▶ [Work instruction]:
Using the records below, repeat exactly the lines from the one holding "Where can you see the spire" through the one holding "Where can you see the mercedes-benz", both ends included, and no others.

▶ [Data records]:
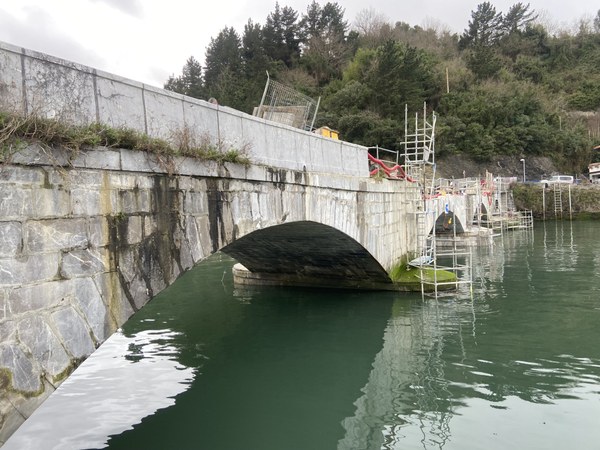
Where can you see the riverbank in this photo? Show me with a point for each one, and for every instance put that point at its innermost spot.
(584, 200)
==
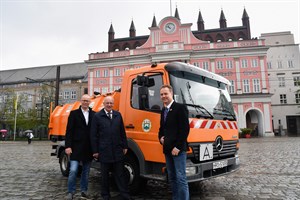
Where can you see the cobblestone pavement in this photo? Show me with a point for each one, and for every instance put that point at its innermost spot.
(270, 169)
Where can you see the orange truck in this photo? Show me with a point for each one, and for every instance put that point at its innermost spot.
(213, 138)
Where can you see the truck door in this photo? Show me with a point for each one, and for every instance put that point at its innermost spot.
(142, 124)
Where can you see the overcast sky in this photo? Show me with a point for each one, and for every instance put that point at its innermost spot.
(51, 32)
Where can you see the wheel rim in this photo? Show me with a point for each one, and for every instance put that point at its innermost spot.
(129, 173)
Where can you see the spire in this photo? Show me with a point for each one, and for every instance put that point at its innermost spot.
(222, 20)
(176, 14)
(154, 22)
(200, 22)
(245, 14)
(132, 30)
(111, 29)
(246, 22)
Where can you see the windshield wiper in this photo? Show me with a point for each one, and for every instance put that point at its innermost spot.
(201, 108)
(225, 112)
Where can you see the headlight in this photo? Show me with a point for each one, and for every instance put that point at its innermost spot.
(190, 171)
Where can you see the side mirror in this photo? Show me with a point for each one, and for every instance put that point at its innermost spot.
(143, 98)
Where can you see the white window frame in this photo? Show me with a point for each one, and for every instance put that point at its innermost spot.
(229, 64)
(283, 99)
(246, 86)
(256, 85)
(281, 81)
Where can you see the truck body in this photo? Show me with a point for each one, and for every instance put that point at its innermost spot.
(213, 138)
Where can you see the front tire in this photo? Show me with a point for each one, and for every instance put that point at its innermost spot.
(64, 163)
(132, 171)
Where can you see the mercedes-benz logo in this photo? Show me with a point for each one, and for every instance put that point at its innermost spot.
==
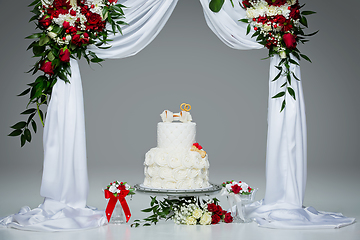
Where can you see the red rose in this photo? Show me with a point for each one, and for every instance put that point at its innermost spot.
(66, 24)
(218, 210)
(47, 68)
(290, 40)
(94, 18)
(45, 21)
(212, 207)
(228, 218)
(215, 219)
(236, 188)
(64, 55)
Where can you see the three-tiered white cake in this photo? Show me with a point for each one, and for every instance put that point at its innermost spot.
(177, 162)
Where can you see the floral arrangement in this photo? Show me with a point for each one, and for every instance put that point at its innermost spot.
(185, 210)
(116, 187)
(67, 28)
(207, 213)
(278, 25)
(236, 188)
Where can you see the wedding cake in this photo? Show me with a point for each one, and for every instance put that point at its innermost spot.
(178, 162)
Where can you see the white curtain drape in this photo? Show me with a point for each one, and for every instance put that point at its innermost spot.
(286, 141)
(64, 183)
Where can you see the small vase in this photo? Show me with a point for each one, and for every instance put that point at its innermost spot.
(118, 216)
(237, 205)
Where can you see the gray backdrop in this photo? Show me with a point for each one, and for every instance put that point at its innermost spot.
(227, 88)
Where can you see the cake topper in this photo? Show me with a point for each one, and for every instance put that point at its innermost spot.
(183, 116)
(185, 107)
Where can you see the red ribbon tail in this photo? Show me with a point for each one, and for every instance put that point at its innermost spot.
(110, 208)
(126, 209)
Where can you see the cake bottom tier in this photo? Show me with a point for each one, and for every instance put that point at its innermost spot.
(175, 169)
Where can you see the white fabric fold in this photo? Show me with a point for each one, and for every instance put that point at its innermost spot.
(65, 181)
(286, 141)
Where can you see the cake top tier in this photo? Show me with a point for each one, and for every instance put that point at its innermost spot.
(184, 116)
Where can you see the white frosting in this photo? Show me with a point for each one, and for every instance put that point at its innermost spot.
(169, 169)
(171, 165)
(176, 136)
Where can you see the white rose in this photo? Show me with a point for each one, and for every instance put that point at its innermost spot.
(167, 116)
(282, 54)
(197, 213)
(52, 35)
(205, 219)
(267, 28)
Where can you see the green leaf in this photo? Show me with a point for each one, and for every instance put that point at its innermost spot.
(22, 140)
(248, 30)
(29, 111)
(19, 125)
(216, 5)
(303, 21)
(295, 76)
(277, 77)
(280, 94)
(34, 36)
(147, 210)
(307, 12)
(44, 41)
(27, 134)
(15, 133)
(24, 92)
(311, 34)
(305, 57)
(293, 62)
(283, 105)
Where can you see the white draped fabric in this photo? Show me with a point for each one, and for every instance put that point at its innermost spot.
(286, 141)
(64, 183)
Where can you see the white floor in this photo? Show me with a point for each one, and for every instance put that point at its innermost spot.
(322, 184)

▶ [Expected answer]:
Where can you see the spire in this photo? Show me with a point for each one, and for every instance put that point at its innermost spot.
(222, 20)
(176, 14)
(154, 22)
(200, 22)
(245, 14)
(132, 30)
(111, 29)
(246, 22)
Where can you see the windshield wiper in this photo? Show me with a point for each one, and for every instance put that point at its innermost spot.
(201, 108)
(225, 112)
Where can you see the headlight in this photo? Show me with a point for each one, and for every instance put that point at its innermost spot.
(190, 171)
Where can you see the side mirror in this photo? Show me with a point for each one, and for every instance put that point at its innermost spot.
(143, 98)
Where can you see the white window frame in this photo? Show me with a point for each one, and for every instance put that point at its innermost spot.
(229, 64)
(283, 99)
(246, 86)
(256, 85)
(281, 81)
Where can you see the truck body in this photo? Show me with a point for each one, and for every instance put that point at its innermost spot.
(213, 138)
Where can you see the front tire in this photo? Show me with a point for each one, and for every instance put that point at its innermost spot.
(64, 163)
(132, 171)
Where can you see the mercedes-benz logo in this photo? Show me with a point for each one, and for every instance put that point at its innermost spot.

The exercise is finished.